Phrase grounding data
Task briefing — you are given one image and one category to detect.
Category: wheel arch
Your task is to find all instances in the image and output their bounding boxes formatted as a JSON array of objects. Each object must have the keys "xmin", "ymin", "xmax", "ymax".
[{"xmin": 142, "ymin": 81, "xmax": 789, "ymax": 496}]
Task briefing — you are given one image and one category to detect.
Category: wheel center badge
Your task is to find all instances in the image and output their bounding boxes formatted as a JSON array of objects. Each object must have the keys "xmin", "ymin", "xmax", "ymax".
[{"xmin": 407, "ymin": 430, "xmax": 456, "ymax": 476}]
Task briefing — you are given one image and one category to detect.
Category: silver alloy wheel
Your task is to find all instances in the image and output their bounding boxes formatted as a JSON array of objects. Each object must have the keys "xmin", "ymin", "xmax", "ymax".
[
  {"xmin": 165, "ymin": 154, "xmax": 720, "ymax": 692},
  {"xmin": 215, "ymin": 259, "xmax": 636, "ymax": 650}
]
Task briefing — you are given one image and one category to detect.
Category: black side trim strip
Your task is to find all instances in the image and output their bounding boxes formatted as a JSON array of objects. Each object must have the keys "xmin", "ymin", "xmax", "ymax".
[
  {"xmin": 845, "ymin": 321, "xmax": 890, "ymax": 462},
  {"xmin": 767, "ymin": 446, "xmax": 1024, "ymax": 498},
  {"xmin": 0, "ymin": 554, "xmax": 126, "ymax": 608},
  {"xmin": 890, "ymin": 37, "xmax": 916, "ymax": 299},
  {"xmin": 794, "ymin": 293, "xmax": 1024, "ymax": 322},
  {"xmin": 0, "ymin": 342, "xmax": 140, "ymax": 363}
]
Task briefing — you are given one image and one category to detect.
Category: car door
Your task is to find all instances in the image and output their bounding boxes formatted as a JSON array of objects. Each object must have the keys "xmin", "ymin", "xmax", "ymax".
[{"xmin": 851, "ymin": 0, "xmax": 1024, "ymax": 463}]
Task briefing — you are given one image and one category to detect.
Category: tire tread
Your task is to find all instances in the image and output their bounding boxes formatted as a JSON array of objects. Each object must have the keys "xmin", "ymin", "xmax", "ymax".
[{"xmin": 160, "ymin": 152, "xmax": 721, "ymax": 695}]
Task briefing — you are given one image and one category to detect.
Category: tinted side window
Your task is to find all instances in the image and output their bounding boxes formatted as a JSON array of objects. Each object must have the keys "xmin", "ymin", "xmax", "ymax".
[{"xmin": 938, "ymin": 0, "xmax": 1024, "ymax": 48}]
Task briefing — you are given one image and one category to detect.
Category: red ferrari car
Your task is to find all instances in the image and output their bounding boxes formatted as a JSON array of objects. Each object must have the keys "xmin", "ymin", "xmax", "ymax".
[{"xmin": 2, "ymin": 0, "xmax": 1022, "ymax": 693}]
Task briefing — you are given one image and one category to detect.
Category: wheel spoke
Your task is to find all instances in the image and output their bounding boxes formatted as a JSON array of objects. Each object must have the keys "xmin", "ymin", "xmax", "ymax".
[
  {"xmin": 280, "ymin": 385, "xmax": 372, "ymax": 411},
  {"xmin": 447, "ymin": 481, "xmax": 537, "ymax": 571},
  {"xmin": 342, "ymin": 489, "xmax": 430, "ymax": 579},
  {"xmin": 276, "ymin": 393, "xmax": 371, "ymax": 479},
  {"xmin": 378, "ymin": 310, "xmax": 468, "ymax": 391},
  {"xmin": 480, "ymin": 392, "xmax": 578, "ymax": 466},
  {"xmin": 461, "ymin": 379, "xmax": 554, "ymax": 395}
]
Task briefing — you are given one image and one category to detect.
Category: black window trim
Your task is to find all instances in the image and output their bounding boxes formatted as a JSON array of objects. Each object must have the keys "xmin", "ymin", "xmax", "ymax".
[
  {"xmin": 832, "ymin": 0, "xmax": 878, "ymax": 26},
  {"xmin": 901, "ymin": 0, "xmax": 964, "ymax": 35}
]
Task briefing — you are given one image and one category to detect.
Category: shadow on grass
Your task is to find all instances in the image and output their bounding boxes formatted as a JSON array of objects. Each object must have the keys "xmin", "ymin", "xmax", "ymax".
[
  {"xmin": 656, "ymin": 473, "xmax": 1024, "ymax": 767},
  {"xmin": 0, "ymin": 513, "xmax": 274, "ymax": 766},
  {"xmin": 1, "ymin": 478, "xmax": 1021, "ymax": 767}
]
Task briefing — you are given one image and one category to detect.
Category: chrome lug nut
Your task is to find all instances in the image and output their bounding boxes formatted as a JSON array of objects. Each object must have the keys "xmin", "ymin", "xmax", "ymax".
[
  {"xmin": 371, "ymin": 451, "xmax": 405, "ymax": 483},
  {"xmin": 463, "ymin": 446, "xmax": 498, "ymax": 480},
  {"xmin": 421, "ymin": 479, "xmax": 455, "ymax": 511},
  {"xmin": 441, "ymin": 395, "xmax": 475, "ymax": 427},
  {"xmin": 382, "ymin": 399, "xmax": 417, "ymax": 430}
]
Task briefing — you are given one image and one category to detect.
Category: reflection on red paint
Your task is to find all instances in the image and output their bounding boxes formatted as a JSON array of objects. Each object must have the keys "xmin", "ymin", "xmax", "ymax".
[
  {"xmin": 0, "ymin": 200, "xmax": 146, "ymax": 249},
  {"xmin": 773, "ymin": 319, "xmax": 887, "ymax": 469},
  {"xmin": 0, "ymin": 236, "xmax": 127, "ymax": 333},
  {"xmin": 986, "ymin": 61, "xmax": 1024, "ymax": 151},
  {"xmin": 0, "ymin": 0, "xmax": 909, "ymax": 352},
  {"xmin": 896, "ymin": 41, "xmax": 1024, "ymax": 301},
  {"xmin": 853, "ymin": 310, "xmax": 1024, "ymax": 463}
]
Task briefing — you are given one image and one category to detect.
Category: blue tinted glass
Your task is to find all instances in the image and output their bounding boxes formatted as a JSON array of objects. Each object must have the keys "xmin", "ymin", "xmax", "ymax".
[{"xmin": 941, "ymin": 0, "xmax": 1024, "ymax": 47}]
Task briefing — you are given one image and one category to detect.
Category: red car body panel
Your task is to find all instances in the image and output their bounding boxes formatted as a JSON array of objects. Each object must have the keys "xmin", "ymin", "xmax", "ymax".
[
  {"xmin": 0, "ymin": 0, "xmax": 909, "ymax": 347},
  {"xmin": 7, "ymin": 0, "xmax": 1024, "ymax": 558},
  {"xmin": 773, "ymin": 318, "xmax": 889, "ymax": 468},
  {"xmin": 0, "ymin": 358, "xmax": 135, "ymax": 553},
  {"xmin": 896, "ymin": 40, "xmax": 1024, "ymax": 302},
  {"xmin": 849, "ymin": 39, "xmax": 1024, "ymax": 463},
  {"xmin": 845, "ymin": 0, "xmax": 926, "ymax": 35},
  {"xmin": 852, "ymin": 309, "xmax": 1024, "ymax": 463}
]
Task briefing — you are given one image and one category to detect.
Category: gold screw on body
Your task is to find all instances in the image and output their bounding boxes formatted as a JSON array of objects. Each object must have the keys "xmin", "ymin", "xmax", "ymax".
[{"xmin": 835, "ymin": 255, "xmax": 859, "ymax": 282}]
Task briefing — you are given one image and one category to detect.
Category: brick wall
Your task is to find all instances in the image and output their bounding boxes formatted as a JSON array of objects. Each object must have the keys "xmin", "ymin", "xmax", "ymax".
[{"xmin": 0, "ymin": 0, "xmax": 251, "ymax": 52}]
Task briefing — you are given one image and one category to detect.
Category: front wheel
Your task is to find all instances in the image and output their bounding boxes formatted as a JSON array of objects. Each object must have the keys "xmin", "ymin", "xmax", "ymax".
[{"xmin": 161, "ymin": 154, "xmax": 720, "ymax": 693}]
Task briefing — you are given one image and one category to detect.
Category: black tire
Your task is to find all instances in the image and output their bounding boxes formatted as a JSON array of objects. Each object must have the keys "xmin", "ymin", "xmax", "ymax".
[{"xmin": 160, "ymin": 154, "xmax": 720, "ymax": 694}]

> **TASK TO CARRY OUT**
Taking the line with "Category: reflection on red paint" as the first and the line with "Category: red car body panel" as the last, retype that stretch of the data above exactly, with no other lines.

> **TASK OUTPUT**
Category: reflection on red paint
Your task is to find all instances in the image and output their bounding boxes formatted as a JSON array of objects. Each object must have the keys "xmin", "ymin", "xmax", "ymax".
[
  {"xmin": 0, "ymin": 200, "xmax": 146, "ymax": 249},
  {"xmin": 773, "ymin": 319, "xmax": 887, "ymax": 469},
  {"xmin": 0, "ymin": 236, "xmax": 127, "ymax": 333},
  {"xmin": 986, "ymin": 61, "xmax": 1024, "ymax": 151},
  {"xmin": 0, "ymin": 0, "xmax": 909, "ymax": 352},
  {"xmin": 896, "ymin": 41, "xmax": 1024, "ymax": 301},
  {"xmin": 853, "ymin": 310, "xmax": 1024, "ymax": 463}
]
Task briefing — you are given one image and one category to detect.
Category: blue tinted glass
Your task is to find all instances in the image and output their bounding boxes formatted as a JSON array of objects. Each object must have the keys "xmin", "ymin", "xmax", "ymax".
[{"xmin": 941, "ymin": 0, "xmax": 1024, "ymax": 47}]
Task briefing — you are given one image and one category to detect.
Category: red car body panel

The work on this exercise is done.